§ **Entries**:
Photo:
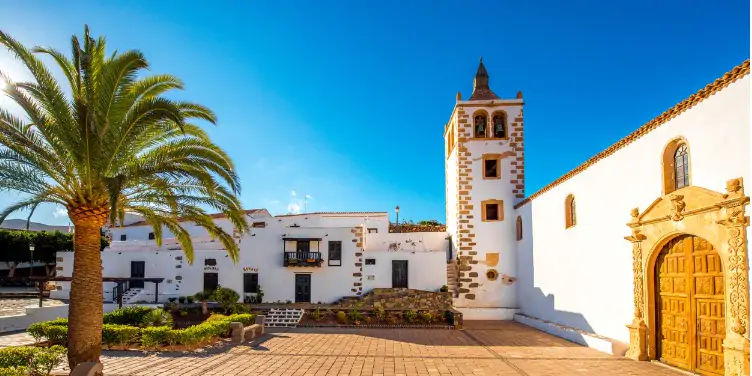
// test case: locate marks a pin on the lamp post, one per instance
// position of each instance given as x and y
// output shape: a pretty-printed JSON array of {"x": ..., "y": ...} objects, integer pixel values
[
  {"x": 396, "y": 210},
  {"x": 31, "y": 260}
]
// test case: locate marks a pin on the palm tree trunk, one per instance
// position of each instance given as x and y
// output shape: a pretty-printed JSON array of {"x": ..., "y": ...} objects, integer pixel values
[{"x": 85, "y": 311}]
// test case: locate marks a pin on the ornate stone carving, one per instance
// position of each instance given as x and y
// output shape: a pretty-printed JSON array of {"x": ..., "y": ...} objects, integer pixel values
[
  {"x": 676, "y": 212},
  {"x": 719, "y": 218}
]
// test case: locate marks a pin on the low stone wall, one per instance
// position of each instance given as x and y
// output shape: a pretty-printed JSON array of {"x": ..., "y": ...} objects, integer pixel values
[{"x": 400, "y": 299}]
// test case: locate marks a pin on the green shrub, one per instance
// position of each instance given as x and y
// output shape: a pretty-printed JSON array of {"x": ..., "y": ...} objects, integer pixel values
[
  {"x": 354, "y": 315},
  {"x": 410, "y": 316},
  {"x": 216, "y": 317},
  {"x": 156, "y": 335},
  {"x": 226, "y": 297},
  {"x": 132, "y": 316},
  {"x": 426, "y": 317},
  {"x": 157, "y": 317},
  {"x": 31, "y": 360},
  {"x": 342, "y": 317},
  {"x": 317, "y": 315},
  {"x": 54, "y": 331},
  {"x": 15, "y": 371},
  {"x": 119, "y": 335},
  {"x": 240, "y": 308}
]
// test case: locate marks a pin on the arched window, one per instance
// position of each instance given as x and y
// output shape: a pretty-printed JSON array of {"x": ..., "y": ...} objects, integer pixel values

§ **Goal of the exercise**:
Copy every line of the records above word for word, leaving out the pictures.

§ **Solution to this task**:
Photo:
// test case: locate marks a pin on the lamp post, one per instance
// position of each instance given as x and y
// output shape: a pretty-printed JSON array of {"x": ..., "y": ...} objects, integer pixel values
[
  {"x": 396, "y": 210},
  {"x": 31, "y": 260}
]
// test case: locate marks a pin on the palm tree trunk, one per instance
// position of each instance given as x and y
// output shape: a pretty-printed JSON array of {"x": ..., "y": ...} objects, integer pixel values
[{"x": 85, "y": 311}]
// test case: locate marks a pin on the ornate stone carving, one per instance
// position of each instance given as x and y
// output shape: a pretty-printed JSON array of {"x": ..., "y": ...} objects, integer pixel values
[
  {"x": 676, "y": 212},
  {"x": 719, "y": 218}
]
// test case: locate marks a pin on the low stone wall, one per instance
// position of each instance given as x and y
// output shape: a pretty-printed JSON array of {"x": ..., "y": ...} objects, integer pixel values
[{"x": 400, "y": 299}]
// test case: locate marks a pin on the green shrub, one per instance
// position of each instance given as x and y
// output shape: a pretty-printed JSON array of {"x": ..., "y": ...} objects, integer pixel values
[
  {"x": 354, "y": 315},
  {"x": 410, "y": 316},
  {"x": 216, "y": 317},
  {"x": 156, "y": 335},
  {"x": 226, "y": 297},
  {"x": 132, "y": 316},
  {"x": 426, "y": 317},
  {"x": 157, "y": 317},
  {"x": 31, "y": 360},
  {"x": 342, "y": 317},
  {"x": 317, "y": 315},
  {"x": 54, "y": 331},
  {"x": 15, "y": 371},
  {"x": 119, "y": 335},
  {"x": 240, "y": 308}
]
// test case: locate marks a pin on the arched window, one per instance
// position of each instance given as x and y
// output shape: a pretty-printed JSON array of {"x": ..., "y": ...} objects, integer pixel values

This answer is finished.